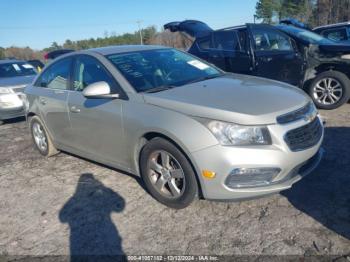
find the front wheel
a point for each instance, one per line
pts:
(41, 138)
(167, 174)
(330, 90)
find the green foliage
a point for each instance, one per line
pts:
(271, 11)
(108, 39)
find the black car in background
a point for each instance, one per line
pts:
(285, 53)
(337, 32)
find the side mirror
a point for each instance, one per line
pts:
(99, 90)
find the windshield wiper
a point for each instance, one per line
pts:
(158, 89)
(204, 78)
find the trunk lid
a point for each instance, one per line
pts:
(193, 28)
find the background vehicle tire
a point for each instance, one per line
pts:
(167, 174)
(41, 138)
(330, 90)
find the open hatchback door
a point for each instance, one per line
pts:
(191, 27)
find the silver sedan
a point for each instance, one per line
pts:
(187, 128)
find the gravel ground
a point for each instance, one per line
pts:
(66, 205)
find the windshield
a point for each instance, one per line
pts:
(16, 69)
(307, 36)
(167, 68)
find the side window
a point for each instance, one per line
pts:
(270, 40)
(226, 40)
(56, 76)
(243, 39)
(87, 70)
(338, 34)
(204, 43)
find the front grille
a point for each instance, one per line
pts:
(304, 137)
(308, 110)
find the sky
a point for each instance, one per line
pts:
(38, 23)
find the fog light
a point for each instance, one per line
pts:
(251, 177)
(208, 174)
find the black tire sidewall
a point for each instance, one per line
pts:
(36, 120)
(191, 188)
(342, 79)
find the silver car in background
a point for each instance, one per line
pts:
(14, 76)
(188, 129)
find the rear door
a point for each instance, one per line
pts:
(230, 51)
(96, 123)
(53, 95)
(275, 55)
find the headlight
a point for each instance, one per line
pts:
(345, 56)
(4, 90)
(229, 134)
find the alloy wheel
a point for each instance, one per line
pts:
(328, 91)
(166, 174)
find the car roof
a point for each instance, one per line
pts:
(108, 50)
(6, 61)
(332, 25)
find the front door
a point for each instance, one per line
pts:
(96, 123)
(52, 102)
(275, 55)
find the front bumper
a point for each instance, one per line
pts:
(222, 160)
(16, 107)
(11, 113)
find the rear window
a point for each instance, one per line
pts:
(16, 69)
(336, 34)
(226, 40)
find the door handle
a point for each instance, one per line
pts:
(74, 109)
(42, 101)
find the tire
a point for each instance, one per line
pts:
(48, 149)
(328, 86)
(170, 180)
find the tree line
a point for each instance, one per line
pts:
(311, 12)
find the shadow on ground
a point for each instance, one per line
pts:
(324, 195)
(88, 213)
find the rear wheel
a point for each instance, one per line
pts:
(41, 138)
(330, 90)
(167, 174)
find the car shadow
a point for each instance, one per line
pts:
(137, 178)
(93, 235)
(324, 195)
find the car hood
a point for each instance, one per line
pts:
(193, 28)
(16, 81)
(336, 48)
(233, 98)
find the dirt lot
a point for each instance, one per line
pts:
(65, 204)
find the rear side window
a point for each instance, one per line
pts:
(56, 76)
(226, 40)
(336, 34)
(87, 70)
(271, 40)
(16, 69)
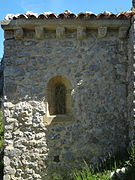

****************************************

TASK TO CARRY OUT:
Print all of the material above again word for word, leaving out the pictures.

FULL SOLUTION:
find the front wheel
a point for each instance, one per line
pts:
(41, 138)
(167, 174)
(330, 90)
find the green foliage
a point for each instance, one per line
pts:
(271, 11)
(108, 39)
find the black car in background
a point for each instance, one per line
pts:
(285, 53)
(337, 32)
find the side mirror
a point for each instance, one per line
pts:
(99, 90)
find the windshield wiper
a point for each instance, one per line
pts:
(158, 89)
(204, 78)
find the trunk lid
a point for each instance, one per line
pts:
(193, 28)
find the background vehicle tire
a point for each instance, one per line
pts:
(167, 174)
(41, 138)
(330, 90)
find the open hatchback door
a point for each instance, one per line
pts:
(191, 27)
find the silver sedan
a point for each instance, one per line
pts:
(187, 128)
find the gravel ground
a point for each instance, one per line
pts:
(66, 205)
find the windshield
a point for each instance, one per line
pts:
(16, 69)
(307, 36)
(167, 68)
find the side window
a point for each instance, one per line
pts:
(270, 40)
(226, 40)
(56, 76)
(243, 39)
(87, 70)
(338, 34)
(204, 43)
find the front grille
a point for each instance, one per line
pts:
(304, 137)
(308, 110)
find the sky
a point for each instance, one per line
pts:
(38, 23)
find the fog light
a point for each instance, one per line
pts:
(251, 177)
(208, 174)
find the black tire sidewall
a point for each instance, one per line
pts:
(36, 120)
(191, 188)
(342, 79)
find the silver car in background
a point for each instance, one per line
pts:
(14, 76)
(188, 129)
find the rear door
a point for each instance, one per line
pts:
(230, 51)
(96, 123)
(53, 95)
(275, 55)
find the headlight
a point for each instance, one per line
pts:
(345, 56)
(4, 90)
(229, 134)
find the alloy wheel
a point for each instance, one per line
pts:
(328, 91)
(166, 174)
find the car roof
a point for each instance, one per line
pts:
(108, 50)
(6, 61)
(332, 25)
find the front door
a point for each instance, one per line
pts:
(96, 123)
(52, 102)
(275, 55)
find the front bumper
a point for each instance, one per line
pts:
(222, 160)
(16, 107)
(11, 113)
find the rear window
a point for each instance, one per line
pts:
(16, 69)
(336, 34)
(226, 40)
find the door handle
a point for each instance, one per line
pts:
(74, 109)
(42, 101)
find the tire
a point for each instance, one per line
pts:
(48, 149)
(328, 86)
(170, 180)
find the tree line
a point for each instance, one per line
pts:
(311, 12)
find the shadow on ground
a point for each instance, one per line
pts:
(324, 195)
(88, 213)
find the rear wheel
a point for each instance, one per line
pts:
(41, 138)
(330, 90)
(167, 174)
find the car shadow
a point for each instance, one per line
pts:
(137, 178)
(93, 235)
(324, 195)
find the car hood
a point for each instance, one per line
pts:
(193, 28)
(16, 81)
(336, 48)
(233, 98)
find the dirt lot
a point for each instance, one per line
pts:
(65, 204)
find the rear side window
a point for each instance, one per line
pts:
(56, 76)
(226, 40)
(336, 34)
(87, 70)
(271, 40)
(16, 69)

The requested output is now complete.